12-letnia córka Pink zadebiutowała na scenie jako wokalistka

Do nagłośnienia poczynań Willow przyczynił się walnie jej tato, Carey Hart, emerytowany zawodnik freestyle’u motocrossowego, który był wśród publiczności na koncercie Pink w Bolton. Umieścił on bowiem na swoim Instagramie fragment występu 12-latki.
"Jestem tak dumny, że Willow weszła na scenę z mamą. To musi być surrealistyczna chwila dla mamy mieć swoją małą dziewczynkę na scenie. Wygląda na to, że pierwszy koncert trasy to był niezły czad" – Hart napisał pod filmikiem.
Willow zaśpiewała nieprzypadkowy utwór. "Cover me in sunshine" Pink nagrała wspólnie z córką. Kawałek miał premierę w lutym 2021 r., w dobie pandemii koronawirusa. Był to pierwszy raz, gdy gwiazda pochwaliła się publicznie talentem wokalnym swojej córki.

[Dane pobrane ze zbioru]
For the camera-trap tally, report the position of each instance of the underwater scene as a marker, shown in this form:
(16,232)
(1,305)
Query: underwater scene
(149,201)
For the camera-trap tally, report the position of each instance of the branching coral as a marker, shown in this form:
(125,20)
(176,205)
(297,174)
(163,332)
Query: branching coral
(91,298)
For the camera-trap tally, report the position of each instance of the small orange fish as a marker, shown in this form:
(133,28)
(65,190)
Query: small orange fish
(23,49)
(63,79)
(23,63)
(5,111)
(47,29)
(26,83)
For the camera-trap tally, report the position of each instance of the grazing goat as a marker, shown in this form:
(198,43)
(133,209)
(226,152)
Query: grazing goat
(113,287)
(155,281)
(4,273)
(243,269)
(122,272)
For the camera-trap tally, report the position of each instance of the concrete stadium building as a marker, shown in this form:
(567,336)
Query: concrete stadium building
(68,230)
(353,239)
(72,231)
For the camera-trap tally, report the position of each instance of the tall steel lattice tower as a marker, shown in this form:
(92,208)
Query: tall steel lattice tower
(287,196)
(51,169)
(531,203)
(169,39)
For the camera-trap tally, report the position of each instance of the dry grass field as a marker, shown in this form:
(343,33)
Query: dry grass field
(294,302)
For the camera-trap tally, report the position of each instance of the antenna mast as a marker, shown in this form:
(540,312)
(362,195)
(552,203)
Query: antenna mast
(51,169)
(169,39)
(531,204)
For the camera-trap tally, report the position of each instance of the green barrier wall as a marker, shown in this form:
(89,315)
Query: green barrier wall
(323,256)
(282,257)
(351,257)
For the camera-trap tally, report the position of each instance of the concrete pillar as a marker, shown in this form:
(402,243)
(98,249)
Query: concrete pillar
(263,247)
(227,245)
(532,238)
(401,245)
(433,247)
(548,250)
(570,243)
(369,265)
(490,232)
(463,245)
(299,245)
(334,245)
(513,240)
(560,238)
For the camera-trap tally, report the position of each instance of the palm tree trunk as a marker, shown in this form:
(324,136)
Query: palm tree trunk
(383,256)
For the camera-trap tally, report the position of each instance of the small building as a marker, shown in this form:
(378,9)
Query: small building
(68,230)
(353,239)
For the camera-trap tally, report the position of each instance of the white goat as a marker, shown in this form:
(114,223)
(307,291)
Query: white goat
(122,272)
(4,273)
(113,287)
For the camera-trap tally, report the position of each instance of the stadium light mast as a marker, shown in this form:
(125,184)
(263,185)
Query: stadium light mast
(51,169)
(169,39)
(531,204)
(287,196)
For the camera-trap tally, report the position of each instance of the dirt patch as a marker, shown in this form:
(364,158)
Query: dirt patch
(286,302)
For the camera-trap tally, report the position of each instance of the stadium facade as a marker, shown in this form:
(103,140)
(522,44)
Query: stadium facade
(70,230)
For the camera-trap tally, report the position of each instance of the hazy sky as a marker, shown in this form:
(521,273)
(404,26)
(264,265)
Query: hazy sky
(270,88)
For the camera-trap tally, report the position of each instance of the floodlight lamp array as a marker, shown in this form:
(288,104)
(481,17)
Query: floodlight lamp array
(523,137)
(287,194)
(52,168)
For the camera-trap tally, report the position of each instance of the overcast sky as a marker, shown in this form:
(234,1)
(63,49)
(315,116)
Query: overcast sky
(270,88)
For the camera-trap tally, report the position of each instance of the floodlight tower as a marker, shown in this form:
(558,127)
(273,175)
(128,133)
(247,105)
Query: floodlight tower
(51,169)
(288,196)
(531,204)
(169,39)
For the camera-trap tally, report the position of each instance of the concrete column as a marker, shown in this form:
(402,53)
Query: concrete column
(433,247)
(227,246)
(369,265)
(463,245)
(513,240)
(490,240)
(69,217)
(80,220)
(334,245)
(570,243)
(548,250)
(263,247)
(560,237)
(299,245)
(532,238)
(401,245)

## DO ZROBIENIA
a) Wypisz wszystkie osoby, które tekst o występie córki Pink wymienia z imienia lub pseudonimu.
b) Kontynuuj tekst o występie córki Pink od miejsca, w którym się kończy.
Rekordy pochodzą z innego źródła.

## ODPOWIEDZI
a) Pink, Willow, Carey Hart

b)
"Poprzedni rok był dla nas prawdziwym rollercoasterem emocji. Był przepełniony strachem, smutkiem i samotnością, ale był także pełen ciszy, refleksji i nauki. Willow i ja znalazłyśmy ukojenie w tworzeniu muzyki i prezentujemy ten numer z nadzieją, że Wam również pomoże przetrwać ten ciężki okres"- napisała Pink w swoim mediach społecznościowych przy okazji premiery piosenki.
To, że Willow pojechała z mamą w trasę koncertową promującą nowy album gwiazdy, zatytułowany "Trustfall", nie było do końca zaskoczeniem. Piosenkarka wyjawiła bowiem w lutym, że zatrudniła swoją córkę do pomocy przy organizacji występów. Być może Willow towarzyszyć będzie Pink także 16 lipca, gdy ta ma wystąpić na Stadionie Narodowym w Warszawie.